::: Tekst ter analyse

De huidige regeling kent een tijdelijke regeling voor oudere werknemers en een overbruggingsregeling. Deze regelingen vervallen per 1 januari 2020. Bij wijze van overgangsrecht zijn deze regelingen nog van toepassing als:

  1. de arbeidsovereenkomst voor 1 januari 2020 is opgezegd;
  2. de werknemer voor 1 januari 2020 schriftelijke heeft ingestemd met een beëindigingsvoorstel;
  3. de arbeidsovereenkomst is opgezegd met toestemming van het UWV en het verzoek om toestemming is gedaan voor 1 januari 2020; of
  4. het verzoek tot ontbinding van de arbeidsovereenkomst voor 1 januari 2020 is ingediend.

De tijdelijke regeling voor oudere werknemers geldt voor werknemers die bij het einde van de arbeidsovereenkomst 50 jaar of ouder zijn. Heeft de arbeidsovereenkomst ten minste 120 maanden geduurd, dan hebben deze werknemers recht op ½ maandsalaris voor elke periode van zes maanden dat de dienstbetrekking na het bereiken van de leeftijd van 50 jaar heeft geduurd. Deze tijdelijke regeling geldt voor werkgevers die minder dan 25 werknemers in dienst hebben.

De overbruggingsregeling houdt in dat onder voorwaarden voor de berekening van de duur van de arbeidsovereenkomst de maanden voor 1 mei 2013 buiten beschouwing worden gelaten, indien de arbeidsovereenkomst is geëindigd of niet is voortgezet wegens een slechte financiële situatie van de werkgever. Ook deze regeling geldt voor werkgevers die minder dan 25 werknemers in dienst hebben.

::::::
::: Te onderzoeken gegevens

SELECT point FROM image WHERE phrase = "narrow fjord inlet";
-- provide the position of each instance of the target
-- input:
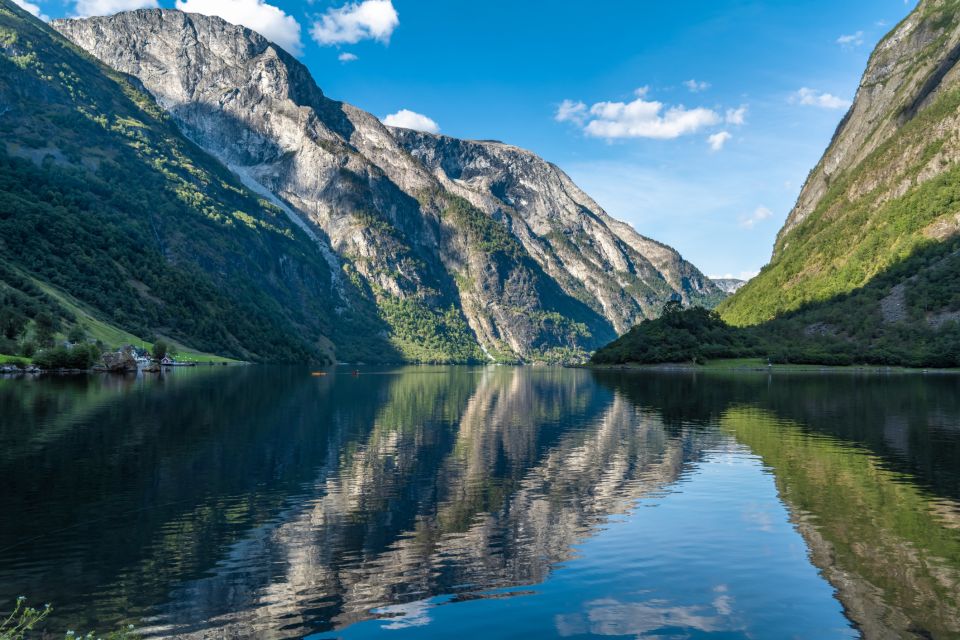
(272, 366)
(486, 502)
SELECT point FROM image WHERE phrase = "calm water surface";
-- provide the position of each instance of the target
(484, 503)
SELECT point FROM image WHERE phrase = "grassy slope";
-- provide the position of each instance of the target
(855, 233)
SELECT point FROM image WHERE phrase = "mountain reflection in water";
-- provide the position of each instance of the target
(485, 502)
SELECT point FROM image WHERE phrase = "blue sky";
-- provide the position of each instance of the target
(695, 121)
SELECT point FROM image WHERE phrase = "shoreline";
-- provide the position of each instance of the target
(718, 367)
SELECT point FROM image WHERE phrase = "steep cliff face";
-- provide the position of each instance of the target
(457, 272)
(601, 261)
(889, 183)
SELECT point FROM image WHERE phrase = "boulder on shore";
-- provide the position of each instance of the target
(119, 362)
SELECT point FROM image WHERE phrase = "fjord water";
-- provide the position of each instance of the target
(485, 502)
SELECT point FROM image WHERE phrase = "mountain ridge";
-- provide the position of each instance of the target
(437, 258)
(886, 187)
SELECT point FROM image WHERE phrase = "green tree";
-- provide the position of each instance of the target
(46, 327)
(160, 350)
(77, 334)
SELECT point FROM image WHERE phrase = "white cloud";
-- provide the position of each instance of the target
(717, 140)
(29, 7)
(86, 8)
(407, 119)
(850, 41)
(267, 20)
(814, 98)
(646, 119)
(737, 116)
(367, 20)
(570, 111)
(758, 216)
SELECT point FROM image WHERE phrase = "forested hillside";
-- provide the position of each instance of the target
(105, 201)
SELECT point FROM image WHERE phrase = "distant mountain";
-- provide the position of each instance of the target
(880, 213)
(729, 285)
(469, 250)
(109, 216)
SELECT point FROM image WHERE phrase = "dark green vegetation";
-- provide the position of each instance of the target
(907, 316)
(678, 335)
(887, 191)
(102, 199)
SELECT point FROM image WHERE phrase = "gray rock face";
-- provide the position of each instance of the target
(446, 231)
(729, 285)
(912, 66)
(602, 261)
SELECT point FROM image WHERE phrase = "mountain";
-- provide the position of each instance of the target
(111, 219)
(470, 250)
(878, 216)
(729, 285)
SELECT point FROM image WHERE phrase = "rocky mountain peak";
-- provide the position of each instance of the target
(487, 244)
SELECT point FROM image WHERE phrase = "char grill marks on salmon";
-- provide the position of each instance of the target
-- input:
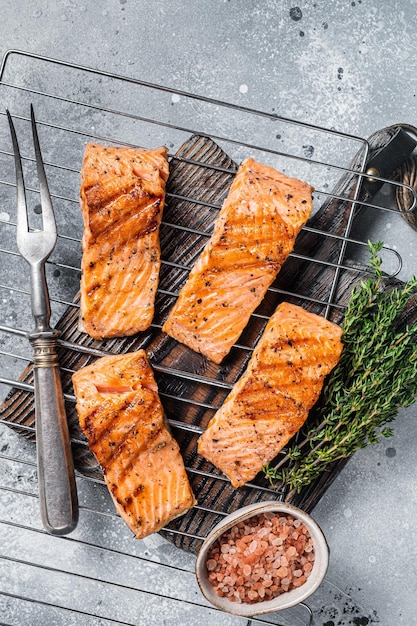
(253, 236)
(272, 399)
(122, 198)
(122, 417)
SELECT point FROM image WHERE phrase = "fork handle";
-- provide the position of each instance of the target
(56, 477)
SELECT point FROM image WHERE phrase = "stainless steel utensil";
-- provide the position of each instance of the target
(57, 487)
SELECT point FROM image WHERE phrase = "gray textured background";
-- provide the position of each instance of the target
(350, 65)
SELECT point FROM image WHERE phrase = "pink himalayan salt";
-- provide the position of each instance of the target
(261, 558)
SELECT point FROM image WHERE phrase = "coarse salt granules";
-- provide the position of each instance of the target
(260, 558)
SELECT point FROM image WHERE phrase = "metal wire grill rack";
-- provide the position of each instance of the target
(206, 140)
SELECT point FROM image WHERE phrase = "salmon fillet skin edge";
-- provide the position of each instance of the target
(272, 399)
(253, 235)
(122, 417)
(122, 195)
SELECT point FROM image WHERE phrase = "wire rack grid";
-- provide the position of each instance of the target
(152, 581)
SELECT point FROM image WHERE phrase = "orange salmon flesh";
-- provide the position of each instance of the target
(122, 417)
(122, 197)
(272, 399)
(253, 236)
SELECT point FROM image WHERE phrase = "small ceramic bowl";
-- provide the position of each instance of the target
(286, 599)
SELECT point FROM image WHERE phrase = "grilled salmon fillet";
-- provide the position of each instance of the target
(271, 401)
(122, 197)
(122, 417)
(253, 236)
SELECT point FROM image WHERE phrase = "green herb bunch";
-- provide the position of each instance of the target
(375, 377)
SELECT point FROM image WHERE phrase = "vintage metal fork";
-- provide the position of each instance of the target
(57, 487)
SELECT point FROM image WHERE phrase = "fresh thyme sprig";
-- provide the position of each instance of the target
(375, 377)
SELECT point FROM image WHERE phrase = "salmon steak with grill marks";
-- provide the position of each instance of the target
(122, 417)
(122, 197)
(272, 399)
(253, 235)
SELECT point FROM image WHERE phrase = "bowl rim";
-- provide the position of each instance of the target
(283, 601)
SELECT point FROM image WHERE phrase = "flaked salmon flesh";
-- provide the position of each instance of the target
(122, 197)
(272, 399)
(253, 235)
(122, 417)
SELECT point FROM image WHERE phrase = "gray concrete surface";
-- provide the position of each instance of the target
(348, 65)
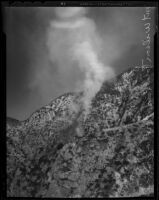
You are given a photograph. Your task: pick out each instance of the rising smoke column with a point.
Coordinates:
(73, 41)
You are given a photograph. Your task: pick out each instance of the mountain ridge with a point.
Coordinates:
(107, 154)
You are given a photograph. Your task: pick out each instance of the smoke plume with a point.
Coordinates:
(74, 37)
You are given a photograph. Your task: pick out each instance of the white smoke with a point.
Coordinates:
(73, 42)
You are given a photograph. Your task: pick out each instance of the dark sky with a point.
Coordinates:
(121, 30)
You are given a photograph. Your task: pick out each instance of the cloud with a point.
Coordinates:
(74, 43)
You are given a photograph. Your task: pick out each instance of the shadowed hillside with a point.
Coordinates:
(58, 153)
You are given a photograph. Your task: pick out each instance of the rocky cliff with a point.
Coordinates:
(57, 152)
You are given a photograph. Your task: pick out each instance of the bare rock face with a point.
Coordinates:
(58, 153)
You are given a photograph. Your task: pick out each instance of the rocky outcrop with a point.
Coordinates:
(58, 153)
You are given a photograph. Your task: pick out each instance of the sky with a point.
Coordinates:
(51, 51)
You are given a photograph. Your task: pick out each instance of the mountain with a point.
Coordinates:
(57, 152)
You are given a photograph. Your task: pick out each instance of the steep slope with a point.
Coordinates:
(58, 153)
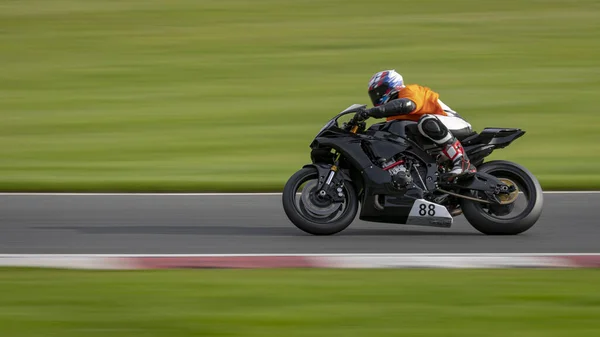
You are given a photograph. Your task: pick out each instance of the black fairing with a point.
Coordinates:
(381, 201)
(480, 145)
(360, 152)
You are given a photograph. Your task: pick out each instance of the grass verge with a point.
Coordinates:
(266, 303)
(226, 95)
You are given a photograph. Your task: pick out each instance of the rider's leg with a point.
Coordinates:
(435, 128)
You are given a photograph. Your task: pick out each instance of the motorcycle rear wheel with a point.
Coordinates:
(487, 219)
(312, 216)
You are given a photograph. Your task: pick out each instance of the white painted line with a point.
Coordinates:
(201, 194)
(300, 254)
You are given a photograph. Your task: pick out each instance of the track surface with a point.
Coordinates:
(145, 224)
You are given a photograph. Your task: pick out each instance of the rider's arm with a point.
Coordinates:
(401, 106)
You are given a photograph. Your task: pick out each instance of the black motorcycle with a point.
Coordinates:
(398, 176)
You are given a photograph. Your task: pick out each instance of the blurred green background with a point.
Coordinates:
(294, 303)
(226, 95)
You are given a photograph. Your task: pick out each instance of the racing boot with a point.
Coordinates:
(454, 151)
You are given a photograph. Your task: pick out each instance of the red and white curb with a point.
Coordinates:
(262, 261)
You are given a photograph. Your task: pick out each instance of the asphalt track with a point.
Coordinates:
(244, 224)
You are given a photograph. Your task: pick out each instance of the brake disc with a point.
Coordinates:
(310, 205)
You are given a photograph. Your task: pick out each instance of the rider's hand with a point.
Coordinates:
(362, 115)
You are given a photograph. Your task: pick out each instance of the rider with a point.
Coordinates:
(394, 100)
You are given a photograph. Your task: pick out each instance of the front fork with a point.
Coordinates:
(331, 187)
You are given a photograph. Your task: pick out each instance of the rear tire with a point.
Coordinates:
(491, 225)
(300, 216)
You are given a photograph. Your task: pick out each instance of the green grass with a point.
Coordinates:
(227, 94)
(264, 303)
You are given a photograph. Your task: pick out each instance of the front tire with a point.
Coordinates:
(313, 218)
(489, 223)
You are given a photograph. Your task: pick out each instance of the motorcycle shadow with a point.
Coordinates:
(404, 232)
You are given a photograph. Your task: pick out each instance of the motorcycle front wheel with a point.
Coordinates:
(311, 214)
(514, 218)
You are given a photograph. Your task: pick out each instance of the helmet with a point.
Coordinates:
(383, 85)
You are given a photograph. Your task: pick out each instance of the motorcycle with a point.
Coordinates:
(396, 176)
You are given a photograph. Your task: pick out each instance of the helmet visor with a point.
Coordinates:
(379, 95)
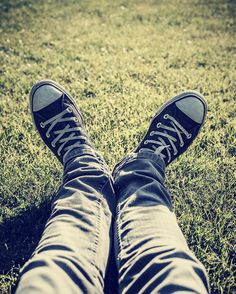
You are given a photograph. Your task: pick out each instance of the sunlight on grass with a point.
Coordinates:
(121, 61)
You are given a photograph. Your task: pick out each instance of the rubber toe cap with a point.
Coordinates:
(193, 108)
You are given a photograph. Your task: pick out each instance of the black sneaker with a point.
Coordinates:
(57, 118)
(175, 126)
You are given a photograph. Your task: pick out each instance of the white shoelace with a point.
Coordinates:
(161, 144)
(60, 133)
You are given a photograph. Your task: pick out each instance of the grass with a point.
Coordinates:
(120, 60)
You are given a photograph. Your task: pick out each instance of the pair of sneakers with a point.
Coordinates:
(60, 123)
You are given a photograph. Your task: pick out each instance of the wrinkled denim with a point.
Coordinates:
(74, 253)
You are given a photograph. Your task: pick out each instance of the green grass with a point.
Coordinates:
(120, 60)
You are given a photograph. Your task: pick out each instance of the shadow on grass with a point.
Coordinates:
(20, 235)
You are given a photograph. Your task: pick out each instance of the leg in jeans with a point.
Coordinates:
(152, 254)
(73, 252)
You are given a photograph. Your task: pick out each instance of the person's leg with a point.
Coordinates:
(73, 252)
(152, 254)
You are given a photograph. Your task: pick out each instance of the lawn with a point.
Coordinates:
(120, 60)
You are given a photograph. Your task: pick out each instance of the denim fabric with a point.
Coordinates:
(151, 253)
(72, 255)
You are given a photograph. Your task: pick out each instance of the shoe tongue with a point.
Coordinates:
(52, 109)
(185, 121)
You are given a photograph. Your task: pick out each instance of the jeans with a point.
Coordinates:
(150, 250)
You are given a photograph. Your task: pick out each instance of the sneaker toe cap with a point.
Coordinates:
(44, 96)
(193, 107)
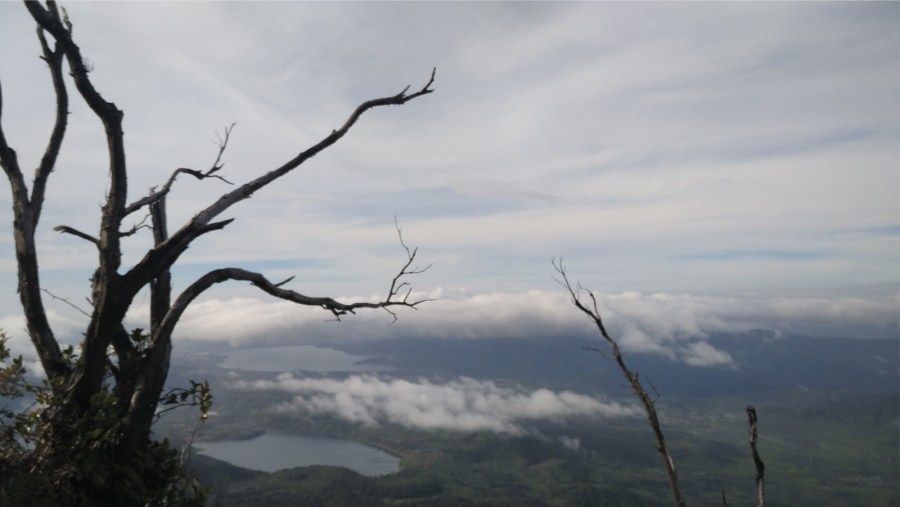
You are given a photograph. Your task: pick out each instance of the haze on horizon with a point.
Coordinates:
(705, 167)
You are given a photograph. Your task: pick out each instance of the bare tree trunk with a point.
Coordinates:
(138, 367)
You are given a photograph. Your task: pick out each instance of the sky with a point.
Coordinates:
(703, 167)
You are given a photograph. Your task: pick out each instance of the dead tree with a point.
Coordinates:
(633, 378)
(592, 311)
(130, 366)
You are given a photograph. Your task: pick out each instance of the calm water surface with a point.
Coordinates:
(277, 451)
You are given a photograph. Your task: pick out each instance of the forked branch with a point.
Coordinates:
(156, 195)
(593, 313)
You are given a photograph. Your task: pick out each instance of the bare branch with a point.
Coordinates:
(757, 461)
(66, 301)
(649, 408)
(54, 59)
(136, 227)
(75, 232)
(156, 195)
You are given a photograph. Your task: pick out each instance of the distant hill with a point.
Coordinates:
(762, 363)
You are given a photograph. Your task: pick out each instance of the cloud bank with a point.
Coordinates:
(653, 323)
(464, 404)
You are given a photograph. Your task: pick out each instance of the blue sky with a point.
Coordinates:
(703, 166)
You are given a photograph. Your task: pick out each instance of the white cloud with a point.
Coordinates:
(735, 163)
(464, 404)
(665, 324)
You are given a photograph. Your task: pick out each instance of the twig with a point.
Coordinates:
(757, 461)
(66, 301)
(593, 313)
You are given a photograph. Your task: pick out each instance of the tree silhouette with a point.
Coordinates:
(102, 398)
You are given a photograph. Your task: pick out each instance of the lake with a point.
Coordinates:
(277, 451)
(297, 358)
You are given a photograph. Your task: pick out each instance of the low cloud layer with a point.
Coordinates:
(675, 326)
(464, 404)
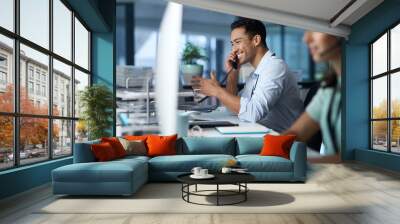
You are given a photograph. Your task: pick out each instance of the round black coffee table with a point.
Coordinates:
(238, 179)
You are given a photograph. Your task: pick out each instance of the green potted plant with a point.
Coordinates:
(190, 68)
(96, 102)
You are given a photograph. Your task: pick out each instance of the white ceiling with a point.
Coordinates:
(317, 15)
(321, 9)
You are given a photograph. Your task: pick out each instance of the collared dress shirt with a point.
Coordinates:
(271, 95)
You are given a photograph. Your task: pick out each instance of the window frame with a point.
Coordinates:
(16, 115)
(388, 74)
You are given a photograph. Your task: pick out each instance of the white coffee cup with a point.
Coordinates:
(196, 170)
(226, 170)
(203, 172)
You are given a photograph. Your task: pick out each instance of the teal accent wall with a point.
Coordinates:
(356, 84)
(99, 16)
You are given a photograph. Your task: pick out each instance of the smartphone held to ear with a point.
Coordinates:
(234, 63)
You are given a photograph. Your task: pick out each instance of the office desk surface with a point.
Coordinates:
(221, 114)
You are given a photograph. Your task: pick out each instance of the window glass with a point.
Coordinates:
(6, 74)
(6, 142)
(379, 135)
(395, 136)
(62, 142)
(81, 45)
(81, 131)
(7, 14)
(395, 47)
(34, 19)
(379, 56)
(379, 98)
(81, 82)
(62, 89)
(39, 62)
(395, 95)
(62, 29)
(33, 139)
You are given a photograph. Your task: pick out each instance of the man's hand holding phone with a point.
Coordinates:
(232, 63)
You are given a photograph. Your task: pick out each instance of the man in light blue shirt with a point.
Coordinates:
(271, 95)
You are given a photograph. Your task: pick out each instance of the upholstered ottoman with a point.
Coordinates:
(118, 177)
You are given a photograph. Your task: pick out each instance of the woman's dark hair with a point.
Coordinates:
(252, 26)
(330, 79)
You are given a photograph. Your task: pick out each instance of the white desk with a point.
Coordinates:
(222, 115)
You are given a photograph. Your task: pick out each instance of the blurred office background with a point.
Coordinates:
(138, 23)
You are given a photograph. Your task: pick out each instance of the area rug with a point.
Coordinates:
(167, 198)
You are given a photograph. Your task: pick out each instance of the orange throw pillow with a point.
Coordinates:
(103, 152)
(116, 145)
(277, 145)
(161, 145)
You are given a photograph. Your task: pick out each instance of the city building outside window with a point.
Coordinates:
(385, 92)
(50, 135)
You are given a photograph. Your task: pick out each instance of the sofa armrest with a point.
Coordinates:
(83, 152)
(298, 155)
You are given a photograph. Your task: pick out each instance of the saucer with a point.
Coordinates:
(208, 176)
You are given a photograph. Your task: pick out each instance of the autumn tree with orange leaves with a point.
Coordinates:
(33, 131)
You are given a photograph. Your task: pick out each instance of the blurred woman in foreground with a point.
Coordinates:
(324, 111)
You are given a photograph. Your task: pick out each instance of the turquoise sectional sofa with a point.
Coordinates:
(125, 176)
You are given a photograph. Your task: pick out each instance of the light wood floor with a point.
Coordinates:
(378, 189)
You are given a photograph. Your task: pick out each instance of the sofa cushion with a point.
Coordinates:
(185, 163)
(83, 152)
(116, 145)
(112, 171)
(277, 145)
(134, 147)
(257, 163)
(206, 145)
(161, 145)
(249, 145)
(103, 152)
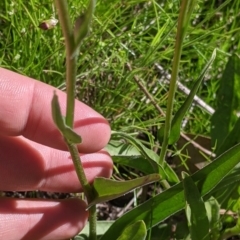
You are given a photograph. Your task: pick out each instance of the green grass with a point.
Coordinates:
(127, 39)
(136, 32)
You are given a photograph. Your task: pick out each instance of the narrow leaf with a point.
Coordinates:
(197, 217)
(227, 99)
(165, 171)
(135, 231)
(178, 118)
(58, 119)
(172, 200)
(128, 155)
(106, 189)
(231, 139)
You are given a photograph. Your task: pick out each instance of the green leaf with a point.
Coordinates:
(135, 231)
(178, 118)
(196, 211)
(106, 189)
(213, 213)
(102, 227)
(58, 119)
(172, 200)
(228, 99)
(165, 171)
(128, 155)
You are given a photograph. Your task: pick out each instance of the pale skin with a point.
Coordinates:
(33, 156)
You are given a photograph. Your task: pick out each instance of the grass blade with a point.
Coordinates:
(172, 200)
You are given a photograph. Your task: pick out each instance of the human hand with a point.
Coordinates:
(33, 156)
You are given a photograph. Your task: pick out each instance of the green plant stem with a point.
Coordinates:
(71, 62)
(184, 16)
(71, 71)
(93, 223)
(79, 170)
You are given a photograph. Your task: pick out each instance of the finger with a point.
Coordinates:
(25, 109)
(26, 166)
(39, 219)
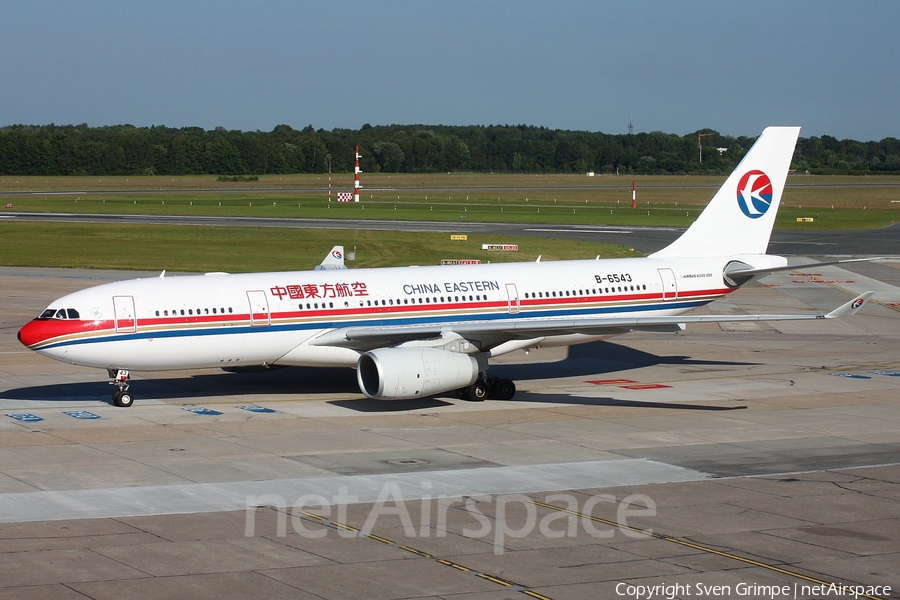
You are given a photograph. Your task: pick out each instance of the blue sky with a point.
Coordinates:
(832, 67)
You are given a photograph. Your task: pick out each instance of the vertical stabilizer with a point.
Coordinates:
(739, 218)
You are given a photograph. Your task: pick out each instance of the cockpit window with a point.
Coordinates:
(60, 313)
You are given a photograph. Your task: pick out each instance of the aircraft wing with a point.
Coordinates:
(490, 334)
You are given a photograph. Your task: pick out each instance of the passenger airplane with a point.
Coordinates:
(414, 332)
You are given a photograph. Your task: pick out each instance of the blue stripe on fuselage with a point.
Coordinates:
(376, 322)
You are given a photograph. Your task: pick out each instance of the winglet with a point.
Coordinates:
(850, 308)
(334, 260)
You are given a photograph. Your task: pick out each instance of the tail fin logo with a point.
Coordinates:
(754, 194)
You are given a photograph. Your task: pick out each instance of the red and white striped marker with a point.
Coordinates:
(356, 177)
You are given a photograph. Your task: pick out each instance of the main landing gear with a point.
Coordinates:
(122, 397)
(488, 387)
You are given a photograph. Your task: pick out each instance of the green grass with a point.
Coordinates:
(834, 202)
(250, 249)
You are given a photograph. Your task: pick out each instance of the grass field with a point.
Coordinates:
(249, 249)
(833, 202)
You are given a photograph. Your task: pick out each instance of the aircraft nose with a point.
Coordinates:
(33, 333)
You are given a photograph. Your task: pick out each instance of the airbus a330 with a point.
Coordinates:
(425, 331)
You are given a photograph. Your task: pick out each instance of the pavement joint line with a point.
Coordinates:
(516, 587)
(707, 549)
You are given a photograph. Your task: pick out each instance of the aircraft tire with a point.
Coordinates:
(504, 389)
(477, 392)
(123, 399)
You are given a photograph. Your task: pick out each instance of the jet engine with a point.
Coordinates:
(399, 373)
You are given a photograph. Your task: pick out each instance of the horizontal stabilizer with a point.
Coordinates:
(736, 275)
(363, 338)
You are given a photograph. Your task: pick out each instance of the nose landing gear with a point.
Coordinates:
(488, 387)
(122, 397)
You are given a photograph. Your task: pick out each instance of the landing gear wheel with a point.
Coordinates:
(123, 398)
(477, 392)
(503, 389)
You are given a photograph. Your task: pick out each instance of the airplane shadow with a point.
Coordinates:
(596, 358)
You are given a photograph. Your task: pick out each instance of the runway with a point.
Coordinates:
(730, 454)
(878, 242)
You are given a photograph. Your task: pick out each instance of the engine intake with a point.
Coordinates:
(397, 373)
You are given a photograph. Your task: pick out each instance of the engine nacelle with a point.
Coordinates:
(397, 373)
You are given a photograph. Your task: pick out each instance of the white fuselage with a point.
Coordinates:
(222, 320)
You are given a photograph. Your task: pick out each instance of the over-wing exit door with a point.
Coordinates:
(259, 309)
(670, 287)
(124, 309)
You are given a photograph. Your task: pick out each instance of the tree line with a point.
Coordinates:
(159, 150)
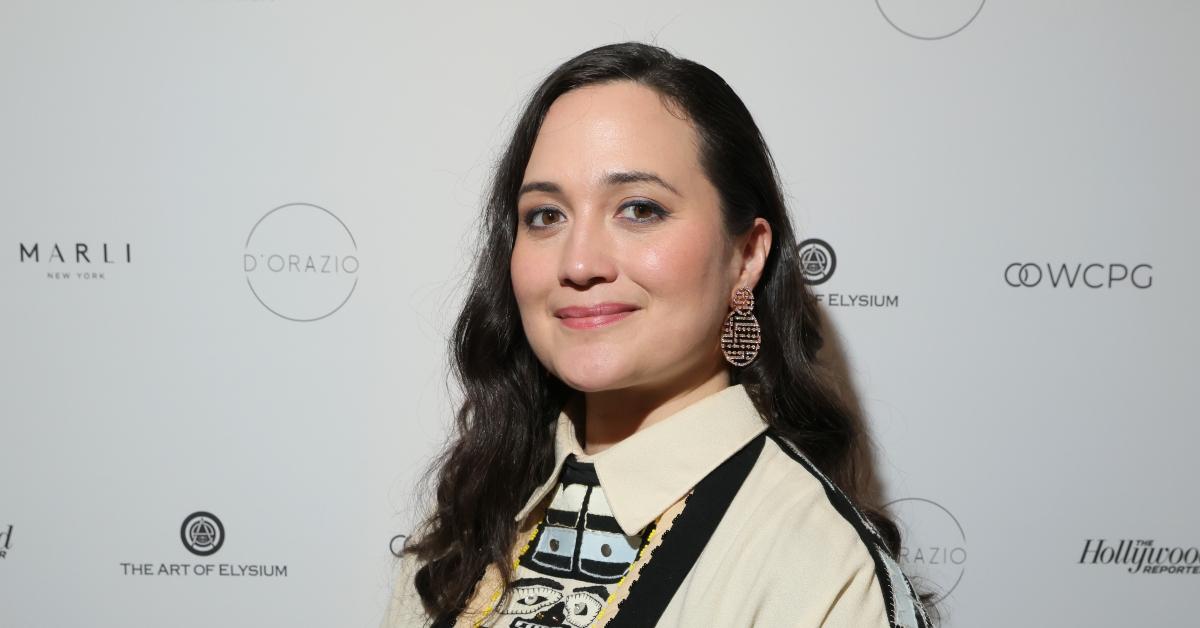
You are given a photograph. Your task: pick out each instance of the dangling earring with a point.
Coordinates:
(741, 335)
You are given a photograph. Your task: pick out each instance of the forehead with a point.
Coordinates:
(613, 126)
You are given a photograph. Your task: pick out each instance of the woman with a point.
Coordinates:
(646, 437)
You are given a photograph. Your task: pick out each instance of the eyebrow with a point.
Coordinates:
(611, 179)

::::::

** Opdrachten **
[1] Per welke datum vervallen volgens de tekst over de overgangsregelingen de tijdelijke regeling voor oudere werknemers en de overbruggingsregeling?
[2] Geef het gedeelte van de tekst over de overgangsregelingen ongewijzigd weer, van "1. de arbeidsovereenkomst" tot en met "2020 is ingediend.".

** Uitwerkingen per opdracht **
[1] Per 1 januari 2020.

[2]
1. de arbeidsovereenkomst voor 1 januari 2020 is opgezegd;
  2. de werknemer voor 1 januari 2020 schriftelijke heeft ingestemd met een beëindigingsvoorstel;
  3. de arbeidsovereenkomst is opgezegd met toestemming van het UWV en het verzoek om toestemming is gedaan voor 1 januari 2020; of
  4. het verzoek tot ontbinding van de arbeidsovereenkomst voor 1 januari 2020 is ingediend.